> **What the task requires**
Reproduce the listing from its start through the line containing "[[504, 13], [511, 17]]", including that line, with every request kept. Multiply each x and y coordinate in the answers by 1.25 and round to the nearest whole number, rounding halves up; leave the pictures out.

....................

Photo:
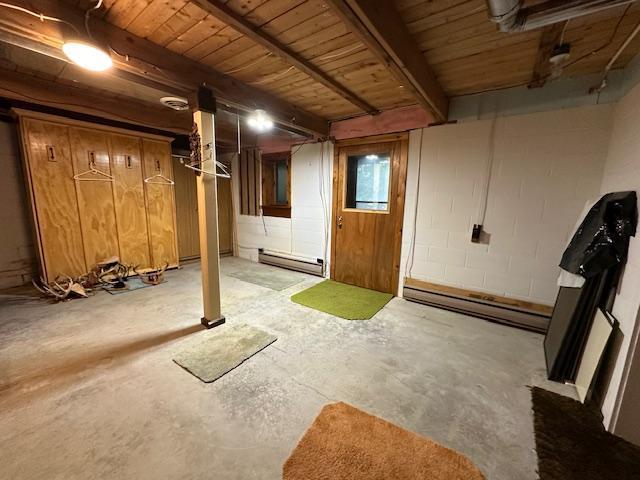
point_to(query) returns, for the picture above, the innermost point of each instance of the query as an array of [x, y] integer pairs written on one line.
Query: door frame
[[403, 139]]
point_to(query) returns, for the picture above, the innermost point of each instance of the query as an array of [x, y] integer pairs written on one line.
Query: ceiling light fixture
[[260, 121], [87, 55]]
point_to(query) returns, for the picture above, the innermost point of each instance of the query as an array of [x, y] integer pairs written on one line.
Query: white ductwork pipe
[[504, 13], [511, 17]]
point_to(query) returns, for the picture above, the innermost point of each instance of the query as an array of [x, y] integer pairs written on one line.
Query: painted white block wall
[[17, 254], [545, 167], [622, 172], [303, 235]]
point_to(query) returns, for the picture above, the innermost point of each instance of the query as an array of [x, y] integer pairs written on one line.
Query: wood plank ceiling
[[463, 48]]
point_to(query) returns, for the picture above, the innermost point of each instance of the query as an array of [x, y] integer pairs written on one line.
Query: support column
[[204, 119]]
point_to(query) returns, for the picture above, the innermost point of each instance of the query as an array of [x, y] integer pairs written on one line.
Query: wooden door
[[90, 148], [128, 195], [225, 216], [160, 202], [186, 212], [53, 197], [369, 187]]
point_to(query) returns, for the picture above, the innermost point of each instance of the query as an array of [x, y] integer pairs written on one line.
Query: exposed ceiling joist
[[19, 86], [255, 33], [148, 60], [551, 36], [380, 27]]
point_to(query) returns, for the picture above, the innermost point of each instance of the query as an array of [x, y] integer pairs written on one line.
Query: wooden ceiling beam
[[145, 59], [550, 37], [380, 27], [27, 88], [254, 32]]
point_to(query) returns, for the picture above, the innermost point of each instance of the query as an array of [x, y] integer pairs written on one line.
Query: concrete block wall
[[17, 254], [622, 172], [546, 166], [303, 234]]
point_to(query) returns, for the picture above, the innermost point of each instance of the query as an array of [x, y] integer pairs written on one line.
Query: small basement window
[[276, 184], [368, 182]]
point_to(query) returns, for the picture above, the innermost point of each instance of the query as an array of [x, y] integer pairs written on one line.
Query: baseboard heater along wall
[[291, 263], [526, 315]]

....................

> **Response to the task**
Photo:
point_to(query) returns, for the picture above, the innermost point of each instance of the query as an array of [x, y] integer pairs written on one line.
Query: door frame
[[504, 174]]
point_to(query) returns, for the picture above, the innermost point of each instance of the query as an array of [x, y] integer pairs written on one line.
Query: ceiling light fixture
[[325, 151], [109, 69]]
point_to(query) returns, for the picture above, the innermost point of each instance of the query as an array of [x, y] integer pairs written on one line.
Query: white ductwork pipe
[[630, 16], [639, 21]]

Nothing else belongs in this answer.